What you are asked to do.
Scan the data below and pick out the lines containing the word "black".

*** Records for this exercise Section Begins ***

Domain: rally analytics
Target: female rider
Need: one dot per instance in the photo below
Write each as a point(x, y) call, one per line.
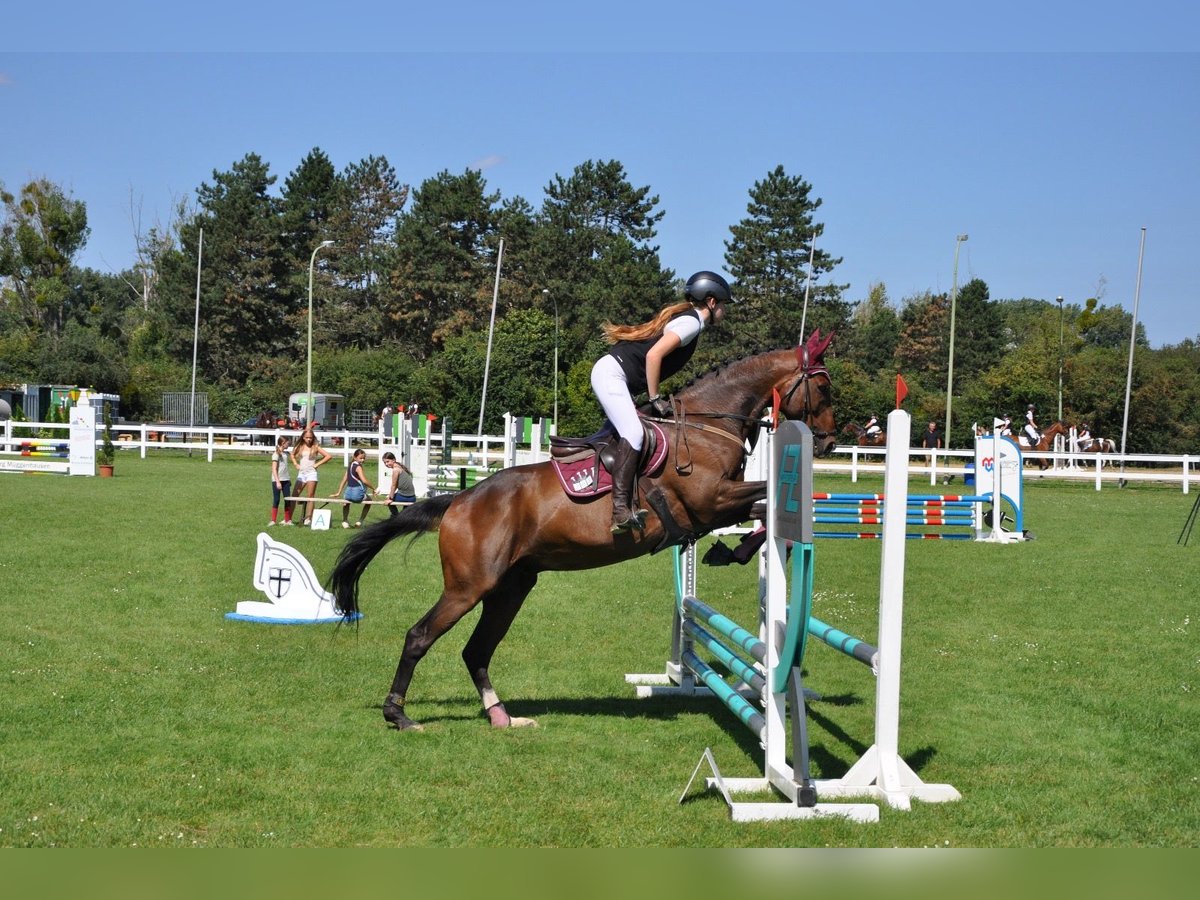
point(641, 358)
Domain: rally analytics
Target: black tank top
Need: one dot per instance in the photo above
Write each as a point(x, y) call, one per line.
point(631, 357)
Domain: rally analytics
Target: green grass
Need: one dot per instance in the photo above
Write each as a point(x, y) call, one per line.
point(1053, 683)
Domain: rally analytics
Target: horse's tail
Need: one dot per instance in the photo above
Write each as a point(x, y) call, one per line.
point(360, 550)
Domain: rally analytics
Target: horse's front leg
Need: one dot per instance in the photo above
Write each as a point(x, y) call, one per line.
point(420, 637)
point(735, 499)
point(501, 607)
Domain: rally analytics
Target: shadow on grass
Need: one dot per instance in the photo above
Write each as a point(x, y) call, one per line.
point(825, 760)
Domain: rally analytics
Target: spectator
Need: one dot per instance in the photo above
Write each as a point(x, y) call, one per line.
point(401, 489)
point(281, 483)
point(355, 485)
point(309, 456)
point(931, 438)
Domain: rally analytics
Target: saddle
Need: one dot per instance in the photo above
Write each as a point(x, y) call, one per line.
point(585, 465)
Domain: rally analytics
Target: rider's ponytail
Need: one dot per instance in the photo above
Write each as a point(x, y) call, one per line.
point(647, 330)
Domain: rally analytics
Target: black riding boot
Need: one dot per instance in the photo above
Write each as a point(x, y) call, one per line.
point(624, 477)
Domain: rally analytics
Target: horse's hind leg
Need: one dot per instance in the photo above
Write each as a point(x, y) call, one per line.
point(501, 607)
point(444, 615)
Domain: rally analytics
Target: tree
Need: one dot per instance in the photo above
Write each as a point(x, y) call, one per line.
point(1108, 327)
point(243, 311)
point(922, 351)
point(874, 334)
point(441, 262)
point(594, 252)
point(977, 342)
point(768, 257)
point(42, 232)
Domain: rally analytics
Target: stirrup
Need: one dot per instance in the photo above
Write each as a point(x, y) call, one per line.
point(636, 520)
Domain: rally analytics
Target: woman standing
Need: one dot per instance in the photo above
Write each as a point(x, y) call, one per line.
point(309, 456)
point(401, 489)
point(281, 481)
point(641, 358)
point(355, 483)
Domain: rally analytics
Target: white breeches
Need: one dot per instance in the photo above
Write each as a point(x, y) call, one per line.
point(612, 390)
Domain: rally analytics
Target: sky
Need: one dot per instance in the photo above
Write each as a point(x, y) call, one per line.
point(1050, 133)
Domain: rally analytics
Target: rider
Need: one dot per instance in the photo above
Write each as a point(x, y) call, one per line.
point(1031, 427)
point(641, 358)
point(1084, 437)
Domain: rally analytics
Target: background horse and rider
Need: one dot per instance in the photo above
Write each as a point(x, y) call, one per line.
point(1045, 443)
point(496, 538)
point(879, 438)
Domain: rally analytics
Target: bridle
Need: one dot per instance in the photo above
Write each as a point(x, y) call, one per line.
point(753, 425)
point(808, 371)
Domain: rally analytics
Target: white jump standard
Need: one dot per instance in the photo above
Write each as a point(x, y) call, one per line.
point(769, 667)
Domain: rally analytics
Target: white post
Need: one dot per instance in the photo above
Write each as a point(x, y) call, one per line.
point(880, 772)
point(1133, 340)
point(491, 330)
point(196, 333)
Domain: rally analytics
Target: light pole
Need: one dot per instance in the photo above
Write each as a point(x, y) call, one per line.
point(949, 372)
point(546, 293)
point(312, 261)
point(1060, 358)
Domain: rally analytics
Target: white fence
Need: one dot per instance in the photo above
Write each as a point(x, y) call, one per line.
point(485, 453)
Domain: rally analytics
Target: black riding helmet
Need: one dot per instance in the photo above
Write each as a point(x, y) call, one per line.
point(705, 285)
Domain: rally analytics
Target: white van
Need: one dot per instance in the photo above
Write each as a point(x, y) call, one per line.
point(329, 409)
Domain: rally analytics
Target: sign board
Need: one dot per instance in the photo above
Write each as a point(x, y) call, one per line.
point(83, 439)
point(792, 477)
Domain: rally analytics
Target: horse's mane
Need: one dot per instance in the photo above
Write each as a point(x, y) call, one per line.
point(720, 369)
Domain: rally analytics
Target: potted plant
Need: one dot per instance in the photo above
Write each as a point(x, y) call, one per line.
point(107, 451)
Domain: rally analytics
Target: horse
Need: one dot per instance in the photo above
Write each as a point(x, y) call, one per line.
point(1044, 445)
point(1098, 445)
point(864, 439)
point(498, 535)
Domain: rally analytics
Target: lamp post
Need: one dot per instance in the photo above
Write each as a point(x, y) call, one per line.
point(546, 293)
point(312, 261)
point(1060, 358)
point(949, 372)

*** Records for this exercise Section Ends ***

Your response.
Target: black tank top
Target: black riding boot
Target: black riding helmet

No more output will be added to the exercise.